***** PROVIDED ENTRIES *****

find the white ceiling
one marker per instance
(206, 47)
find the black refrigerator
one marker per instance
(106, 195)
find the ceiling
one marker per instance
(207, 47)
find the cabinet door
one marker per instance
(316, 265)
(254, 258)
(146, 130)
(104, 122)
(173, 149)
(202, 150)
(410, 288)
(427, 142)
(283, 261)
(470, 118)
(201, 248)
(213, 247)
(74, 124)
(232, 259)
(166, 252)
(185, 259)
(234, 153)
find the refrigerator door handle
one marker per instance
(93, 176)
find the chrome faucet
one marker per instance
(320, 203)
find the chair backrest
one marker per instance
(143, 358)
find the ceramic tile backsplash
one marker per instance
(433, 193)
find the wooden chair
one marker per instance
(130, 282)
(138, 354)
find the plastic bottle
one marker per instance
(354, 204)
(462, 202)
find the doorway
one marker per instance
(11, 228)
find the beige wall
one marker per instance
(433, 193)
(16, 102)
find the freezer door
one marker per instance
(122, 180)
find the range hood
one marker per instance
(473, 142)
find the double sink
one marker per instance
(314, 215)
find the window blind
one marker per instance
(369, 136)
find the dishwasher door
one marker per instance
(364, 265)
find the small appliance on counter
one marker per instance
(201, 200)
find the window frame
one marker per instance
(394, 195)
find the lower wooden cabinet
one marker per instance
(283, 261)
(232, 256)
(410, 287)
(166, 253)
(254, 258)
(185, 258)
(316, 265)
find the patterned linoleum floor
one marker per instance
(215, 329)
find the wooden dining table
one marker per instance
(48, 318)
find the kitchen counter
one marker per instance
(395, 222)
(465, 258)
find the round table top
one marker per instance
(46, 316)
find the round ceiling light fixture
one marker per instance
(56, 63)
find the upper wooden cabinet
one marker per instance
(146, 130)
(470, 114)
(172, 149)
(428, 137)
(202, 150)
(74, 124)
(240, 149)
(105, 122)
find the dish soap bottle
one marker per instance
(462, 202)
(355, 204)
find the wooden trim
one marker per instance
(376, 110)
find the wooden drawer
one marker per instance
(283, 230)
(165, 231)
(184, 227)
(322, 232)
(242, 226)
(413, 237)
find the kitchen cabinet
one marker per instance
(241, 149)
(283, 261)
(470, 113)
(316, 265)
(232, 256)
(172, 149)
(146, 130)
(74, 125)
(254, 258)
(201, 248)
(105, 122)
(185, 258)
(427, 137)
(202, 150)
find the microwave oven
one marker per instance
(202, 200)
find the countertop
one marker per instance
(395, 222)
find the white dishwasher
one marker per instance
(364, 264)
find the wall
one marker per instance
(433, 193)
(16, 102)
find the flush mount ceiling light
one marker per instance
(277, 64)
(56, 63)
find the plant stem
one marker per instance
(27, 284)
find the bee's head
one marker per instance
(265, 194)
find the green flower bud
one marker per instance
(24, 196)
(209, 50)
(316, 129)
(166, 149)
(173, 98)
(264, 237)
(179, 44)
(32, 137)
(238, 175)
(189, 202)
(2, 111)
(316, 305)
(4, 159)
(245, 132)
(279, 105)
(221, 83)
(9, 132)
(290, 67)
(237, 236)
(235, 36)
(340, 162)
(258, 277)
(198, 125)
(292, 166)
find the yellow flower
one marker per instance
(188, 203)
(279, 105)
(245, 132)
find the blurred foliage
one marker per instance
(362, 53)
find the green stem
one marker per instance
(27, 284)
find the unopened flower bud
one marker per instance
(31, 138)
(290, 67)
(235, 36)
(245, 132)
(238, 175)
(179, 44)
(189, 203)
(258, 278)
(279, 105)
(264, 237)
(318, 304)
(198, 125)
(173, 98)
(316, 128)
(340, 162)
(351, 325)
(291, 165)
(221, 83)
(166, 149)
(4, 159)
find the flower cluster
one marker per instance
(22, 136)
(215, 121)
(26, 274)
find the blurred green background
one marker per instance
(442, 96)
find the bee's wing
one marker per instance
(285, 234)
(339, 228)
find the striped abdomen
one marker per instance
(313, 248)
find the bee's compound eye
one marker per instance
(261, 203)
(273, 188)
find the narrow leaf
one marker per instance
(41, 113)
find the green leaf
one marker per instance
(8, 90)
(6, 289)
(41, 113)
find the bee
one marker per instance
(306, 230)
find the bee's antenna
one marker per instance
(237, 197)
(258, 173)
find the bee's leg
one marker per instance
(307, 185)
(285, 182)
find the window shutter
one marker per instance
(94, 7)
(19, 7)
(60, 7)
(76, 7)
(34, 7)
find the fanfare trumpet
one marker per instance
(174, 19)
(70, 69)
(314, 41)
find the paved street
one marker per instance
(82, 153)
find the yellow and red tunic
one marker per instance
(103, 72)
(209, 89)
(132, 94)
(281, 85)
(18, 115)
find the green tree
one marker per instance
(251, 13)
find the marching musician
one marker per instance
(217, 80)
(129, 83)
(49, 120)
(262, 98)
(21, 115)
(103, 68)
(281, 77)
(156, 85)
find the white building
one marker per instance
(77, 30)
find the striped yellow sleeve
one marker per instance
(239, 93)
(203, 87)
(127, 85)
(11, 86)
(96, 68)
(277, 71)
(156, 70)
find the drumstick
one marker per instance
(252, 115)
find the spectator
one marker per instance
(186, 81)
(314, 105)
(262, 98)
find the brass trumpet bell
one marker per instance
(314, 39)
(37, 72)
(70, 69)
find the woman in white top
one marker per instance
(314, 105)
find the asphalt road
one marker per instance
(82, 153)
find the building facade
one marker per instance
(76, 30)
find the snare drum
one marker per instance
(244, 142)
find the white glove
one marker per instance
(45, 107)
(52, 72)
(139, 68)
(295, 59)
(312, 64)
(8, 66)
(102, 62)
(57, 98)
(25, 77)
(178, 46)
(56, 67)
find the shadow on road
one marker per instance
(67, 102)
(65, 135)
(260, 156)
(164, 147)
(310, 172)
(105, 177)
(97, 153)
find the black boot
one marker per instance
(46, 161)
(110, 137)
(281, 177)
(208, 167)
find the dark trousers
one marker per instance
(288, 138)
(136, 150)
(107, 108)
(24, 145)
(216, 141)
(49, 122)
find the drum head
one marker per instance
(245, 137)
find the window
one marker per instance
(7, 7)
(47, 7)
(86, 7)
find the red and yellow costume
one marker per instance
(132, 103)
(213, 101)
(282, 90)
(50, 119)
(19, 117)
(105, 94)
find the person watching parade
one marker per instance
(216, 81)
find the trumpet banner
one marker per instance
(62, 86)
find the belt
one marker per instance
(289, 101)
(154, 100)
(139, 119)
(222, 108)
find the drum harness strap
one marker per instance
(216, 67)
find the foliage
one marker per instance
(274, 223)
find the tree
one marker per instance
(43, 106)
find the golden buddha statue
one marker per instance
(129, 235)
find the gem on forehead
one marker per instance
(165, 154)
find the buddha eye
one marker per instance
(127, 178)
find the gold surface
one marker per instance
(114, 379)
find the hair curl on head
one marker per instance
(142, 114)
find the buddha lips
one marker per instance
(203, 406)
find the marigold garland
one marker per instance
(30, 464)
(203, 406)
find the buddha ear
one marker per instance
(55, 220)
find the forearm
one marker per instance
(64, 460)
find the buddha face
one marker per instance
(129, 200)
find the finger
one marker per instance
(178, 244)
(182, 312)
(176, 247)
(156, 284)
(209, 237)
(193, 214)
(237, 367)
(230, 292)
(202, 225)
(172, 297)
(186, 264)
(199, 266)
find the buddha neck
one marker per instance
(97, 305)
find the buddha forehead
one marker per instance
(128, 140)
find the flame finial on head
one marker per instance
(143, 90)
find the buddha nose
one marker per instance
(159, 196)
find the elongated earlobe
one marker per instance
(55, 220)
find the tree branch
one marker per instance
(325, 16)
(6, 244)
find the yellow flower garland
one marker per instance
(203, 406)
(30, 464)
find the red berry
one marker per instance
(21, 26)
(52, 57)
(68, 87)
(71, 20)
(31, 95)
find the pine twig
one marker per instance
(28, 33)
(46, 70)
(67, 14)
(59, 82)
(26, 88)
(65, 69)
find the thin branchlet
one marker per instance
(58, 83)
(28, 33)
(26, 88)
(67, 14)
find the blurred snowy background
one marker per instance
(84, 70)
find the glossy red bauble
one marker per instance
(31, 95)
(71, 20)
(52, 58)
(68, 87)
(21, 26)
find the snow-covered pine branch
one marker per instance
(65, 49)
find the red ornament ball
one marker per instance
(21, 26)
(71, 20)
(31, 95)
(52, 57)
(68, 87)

*****
***** PROVIDED ENTRIES *****

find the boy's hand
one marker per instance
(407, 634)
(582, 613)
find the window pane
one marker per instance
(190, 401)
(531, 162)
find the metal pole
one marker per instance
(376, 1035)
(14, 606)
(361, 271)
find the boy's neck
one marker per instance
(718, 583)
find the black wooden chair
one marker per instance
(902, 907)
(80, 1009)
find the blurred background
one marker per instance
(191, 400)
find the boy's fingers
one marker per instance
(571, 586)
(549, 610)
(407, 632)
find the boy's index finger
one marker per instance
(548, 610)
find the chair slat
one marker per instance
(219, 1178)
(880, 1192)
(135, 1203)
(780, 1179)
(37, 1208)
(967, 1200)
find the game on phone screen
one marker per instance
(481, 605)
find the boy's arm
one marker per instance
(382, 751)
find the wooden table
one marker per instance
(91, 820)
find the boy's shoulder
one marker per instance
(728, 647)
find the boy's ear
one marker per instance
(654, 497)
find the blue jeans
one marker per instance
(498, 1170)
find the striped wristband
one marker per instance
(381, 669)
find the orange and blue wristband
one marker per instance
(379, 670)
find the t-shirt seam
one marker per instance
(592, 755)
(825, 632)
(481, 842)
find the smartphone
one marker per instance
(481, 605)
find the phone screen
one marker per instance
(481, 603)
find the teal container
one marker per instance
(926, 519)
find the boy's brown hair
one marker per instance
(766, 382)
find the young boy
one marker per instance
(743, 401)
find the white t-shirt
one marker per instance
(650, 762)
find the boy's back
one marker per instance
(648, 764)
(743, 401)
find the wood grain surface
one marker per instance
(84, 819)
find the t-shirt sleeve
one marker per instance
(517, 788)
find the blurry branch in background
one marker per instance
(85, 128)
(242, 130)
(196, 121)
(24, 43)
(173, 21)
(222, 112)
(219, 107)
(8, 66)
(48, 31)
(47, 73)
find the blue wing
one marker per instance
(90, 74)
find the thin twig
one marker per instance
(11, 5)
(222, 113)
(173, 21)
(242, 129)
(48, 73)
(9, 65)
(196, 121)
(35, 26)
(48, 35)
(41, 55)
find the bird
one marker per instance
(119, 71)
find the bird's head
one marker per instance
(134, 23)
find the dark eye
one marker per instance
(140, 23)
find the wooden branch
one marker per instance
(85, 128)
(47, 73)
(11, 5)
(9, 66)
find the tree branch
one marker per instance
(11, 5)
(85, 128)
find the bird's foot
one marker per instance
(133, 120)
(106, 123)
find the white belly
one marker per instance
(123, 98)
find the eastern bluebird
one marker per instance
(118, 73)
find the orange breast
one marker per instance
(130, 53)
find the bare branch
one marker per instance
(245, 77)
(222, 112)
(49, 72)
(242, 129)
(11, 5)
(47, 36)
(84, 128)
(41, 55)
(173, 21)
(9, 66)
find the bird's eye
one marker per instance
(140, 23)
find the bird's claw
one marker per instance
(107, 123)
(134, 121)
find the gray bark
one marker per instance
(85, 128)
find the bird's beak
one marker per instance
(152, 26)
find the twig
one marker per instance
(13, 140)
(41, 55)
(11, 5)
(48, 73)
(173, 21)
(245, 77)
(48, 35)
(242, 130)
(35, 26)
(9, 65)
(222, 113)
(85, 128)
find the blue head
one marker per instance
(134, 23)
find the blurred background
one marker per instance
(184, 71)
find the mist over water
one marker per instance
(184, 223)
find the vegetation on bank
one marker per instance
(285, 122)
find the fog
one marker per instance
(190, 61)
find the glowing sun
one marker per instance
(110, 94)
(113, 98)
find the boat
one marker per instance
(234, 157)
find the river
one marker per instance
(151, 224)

*****
***** PROVIDED ENTRIES *****

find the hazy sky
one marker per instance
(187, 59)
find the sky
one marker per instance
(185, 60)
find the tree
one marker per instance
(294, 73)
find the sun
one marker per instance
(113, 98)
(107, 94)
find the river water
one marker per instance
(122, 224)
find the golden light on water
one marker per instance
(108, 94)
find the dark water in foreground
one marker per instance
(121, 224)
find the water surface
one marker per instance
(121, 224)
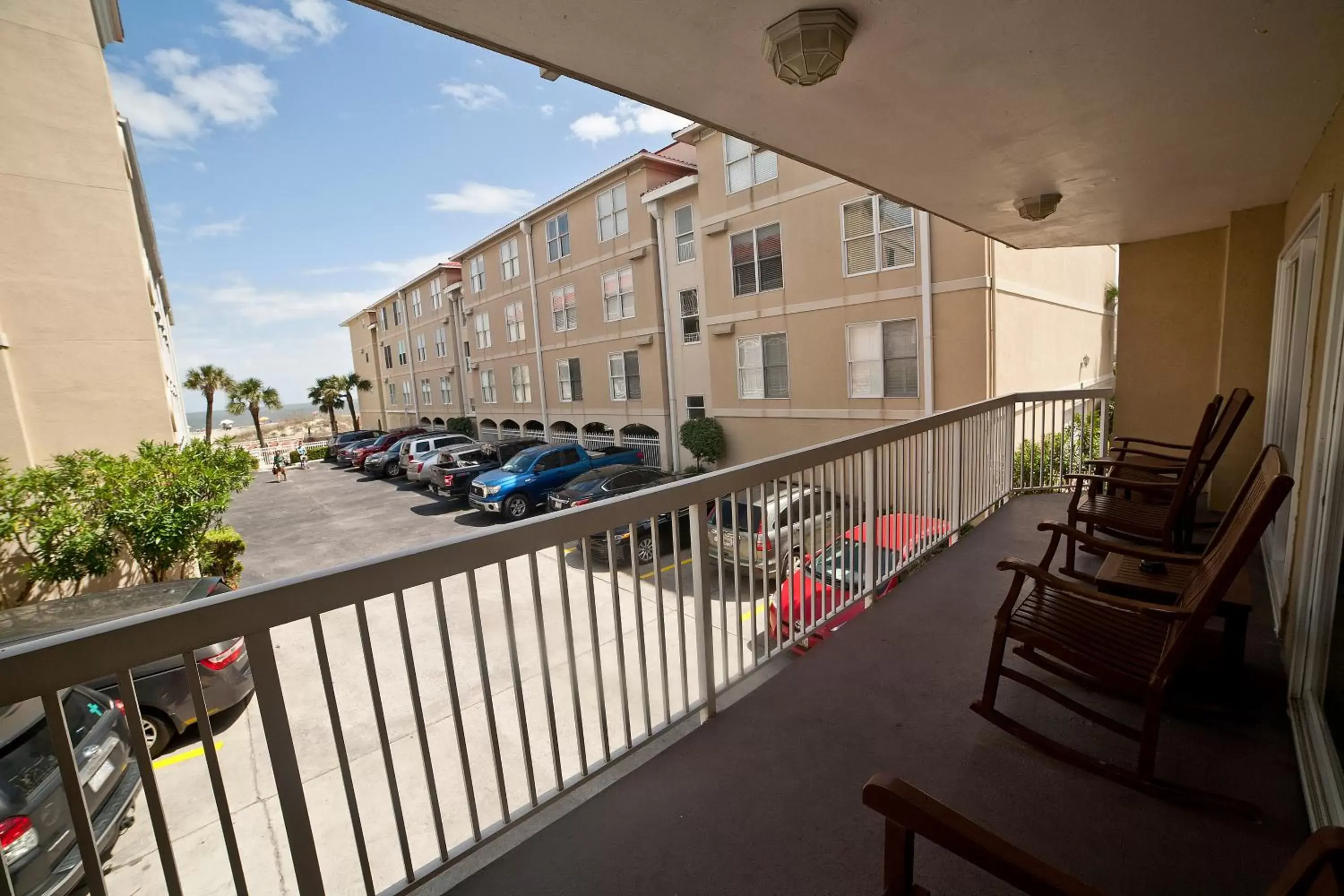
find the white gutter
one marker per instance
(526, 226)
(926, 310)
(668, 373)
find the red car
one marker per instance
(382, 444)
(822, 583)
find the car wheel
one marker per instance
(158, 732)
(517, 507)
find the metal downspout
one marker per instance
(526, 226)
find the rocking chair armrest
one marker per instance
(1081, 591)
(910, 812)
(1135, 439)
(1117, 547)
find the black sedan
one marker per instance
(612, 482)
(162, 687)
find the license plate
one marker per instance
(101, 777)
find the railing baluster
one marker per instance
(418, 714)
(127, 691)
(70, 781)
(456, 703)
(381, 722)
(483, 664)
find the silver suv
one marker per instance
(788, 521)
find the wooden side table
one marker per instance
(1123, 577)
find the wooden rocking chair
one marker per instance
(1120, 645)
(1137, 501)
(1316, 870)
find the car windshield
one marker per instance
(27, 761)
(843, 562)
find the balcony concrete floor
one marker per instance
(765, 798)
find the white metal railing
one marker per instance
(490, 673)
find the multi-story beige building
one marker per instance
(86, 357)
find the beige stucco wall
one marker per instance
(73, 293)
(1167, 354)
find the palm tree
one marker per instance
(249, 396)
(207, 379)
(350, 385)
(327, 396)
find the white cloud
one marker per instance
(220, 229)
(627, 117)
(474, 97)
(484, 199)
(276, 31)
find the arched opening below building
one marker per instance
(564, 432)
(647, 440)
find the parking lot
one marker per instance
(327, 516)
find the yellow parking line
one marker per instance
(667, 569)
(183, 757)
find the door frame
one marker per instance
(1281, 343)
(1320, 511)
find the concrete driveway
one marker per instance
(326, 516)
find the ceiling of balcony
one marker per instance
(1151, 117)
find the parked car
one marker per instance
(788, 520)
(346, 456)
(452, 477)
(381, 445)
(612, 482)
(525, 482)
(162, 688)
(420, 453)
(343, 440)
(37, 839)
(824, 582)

*****

Report each line of the data above that contains the word "neck".

_COMPLETED EXERCISE_
find the buddha neck
find the boy's neck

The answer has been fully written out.